2014-09-11 Thread Boris Pavlovic
Kurt,

Speaking generally, I’d like to see the project bake this in over time as
 part of the CI process. It’s definitely useful information not just for
 the developers but also for operators in terms of capacity planning. We’ve


talked as a team about doing this with Rally  (and in fact, some work has

been started there), but it may be useful to also run a large-scale test

on a regular basis (at least per milestone).


I believe, we will be able to generate distributed load and generate at
least
20k rps in K cycle. We've done a lot of work during J in this direction,
but there is still a lot of to do.

So you'll be able to use the same tool for gates, local usage and
large-scale tests.

Best regards,
Boris Pavlovic



On Fri, Sep 12, 2014 at 3:17 AM, Kurt Griffiths 
kurt.griffi...@rackspace.com wrote:

 On 9/11/14, 2:11 PM, Devananda van der Veen devananda@gmail.com
 wrote:

 OK - those resource usages sound better. At least you generated enough
 load to saturate the uWSGI process CPU, which is a good point to look
 at performance of the system.
 
 At that peak, what was the:
 - average msgs/sec
 - min/max/avg/stdev time to [post|get|delete] a message

 To be honest, it was a quick test and I didn’t note the exact metrics
 other than eyeballing them to see that they were similar to the results
 that I published for the scenarios that used the same load options (e.g.,
 I just re-ran some of the same test scenarios).

 Some of the metrics you mention aren’t currently reported by zaqar-bench,
 but could be added easily enough. In any case, I think zaqar-bench is
 going to end up being mostly useful to track relative performance gains or
 losses on a patch-by-patch basis, and also as an easy way to smoke-test
 both python-marconiclient and the service. For large-scale testing and
 detailed metrics, other tools (e.g., Tsung, JMeter) are better for the
 job, so I’ve been considering using them in future rounds.

 Is that 2,181 msg/sec total, or per-producer?

 That metric was a combined average rate for all producers.

§ DATA LINES:
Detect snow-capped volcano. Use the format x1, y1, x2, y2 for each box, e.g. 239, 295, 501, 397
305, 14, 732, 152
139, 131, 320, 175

§ JOBS:
1/ According to the email thread, which tools are better suited for large-scale testing and detailed metrics?
2/ Quote the email thread word for word, starting at "on a regular" and continuing down to "large-scale tests.".

§ THE ANSWERS:
1/ Tsung and JMeter are better suited for large-scale testing and detailed metrics.

2/
on a regular basis (at least per milestone).


I believe, we will be able to generate distributed load and generate at
least
20k rps in K cycle. We've done a lot of work during J in this direction,
but there is still a lot of to do.

So you'll be able to use the same tool for gates, local usage and
large-scale tests.